[GIVEN REQUEST A]
Rewrite the book reviews from "On a wintry" to "Dan Brown fans.", putting "Russian" in place of "Serbian".
[GIVEN REQUEST B]
Answer these questions from the book reviews, marking your answers the same way:
(i) To which town does Towner Whitney return?
(ii) What is Micah Dalton's job?
(iii) How many adopted children does Michael Bennett have?

Towner Whitney, a young woman, returns to her childhood home in Salem, Mass after the death of her great aunt. Barry does an amazing job describing the town of salem and the eccentric cast of characters that live there. Towner Whitney herself is from a family of Lace Readers who have the ability to tell the future through "reading" lace. Told from Towner's point of view, the story is a mix of dream and reality and it is frequently difficult to tell these apart. Only when the end of the book is reached, when Towner allows herself to see and know the ultimate, horrible, final secret, does the whole story become clear.
Interestingly, I think people either "love" or "hate" this book. It was either "too slow" or "fast-paced". This is the kind of book that brings about great discussion and different tastes in readers.
On a wintry Venetian night C.I.A cleaner Micah Dalton heads out to face Serbian gangsters who he has been tracking for months, after killing them and also almost being killed Micah is off on the trail to find their boss. Micah is a fascinating character, lethal, tortured, yet killing is what he does well and is how he is defined. This book is action packed and fast paced with a good plot, and timely as well.This is the first time I've read this author and this book is the third in the Dalton series, I would recommend him to Steve Berry and Dan Brown fans.
This is the 3rd installment in the Michael Bennett mystery series by Patterson. Bennett is the widower father of 10 adopted children. He also is a NYC homicide detective who has an Irish live-in nanny who is deeply in love with him and the kids. Throw in Bennett's wise-cracking Catholic priest grandfather who talks with a thick Irish brogue and never has met a drink offer that he could refuse and there is the formula for a novel reeking in colorful characters.

[DATA SEGMENT]
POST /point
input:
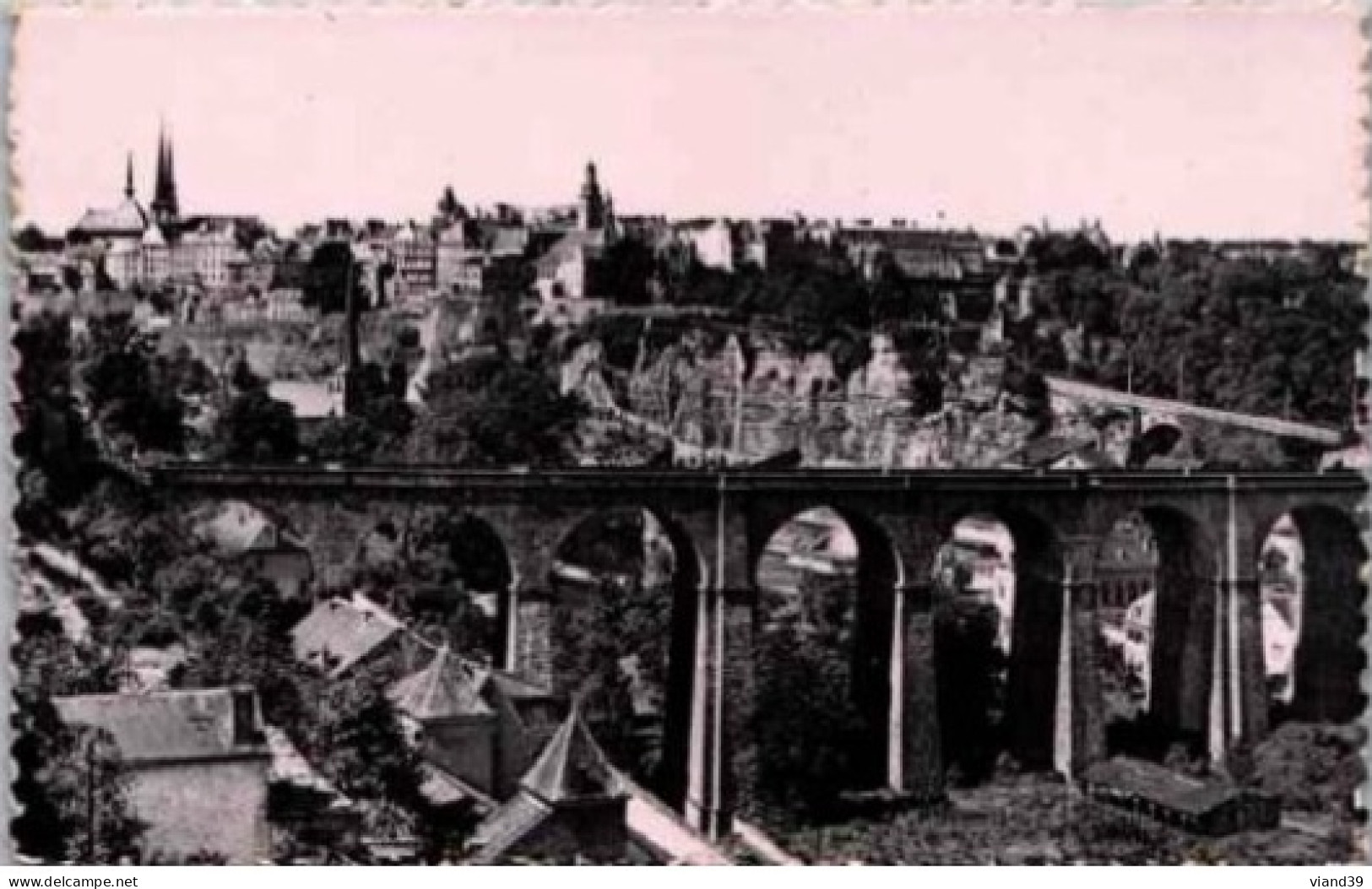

[FULL SOLUTION A]
On a wintry Venetian night C.I.A cleaner Micah Dalton heads out to face Russian gangsters who he has been tracking for months, after killing them and also almost being killed Micah is off on the trail to find their boss. Micah is a fascinating character, lethal, tortured, yet killing is what he does well and is how he is defined. This book is action packed and fast paced with a good plot, and timely as well.This is the first time I've read this author and this book is the third in the Dalton series, I would recommend him to Steve Berry and Dan Brown fans.

[FULL SOLUTION B]
(i) Salem, Mass
(ii) C.I.A cleaner
(iii) 10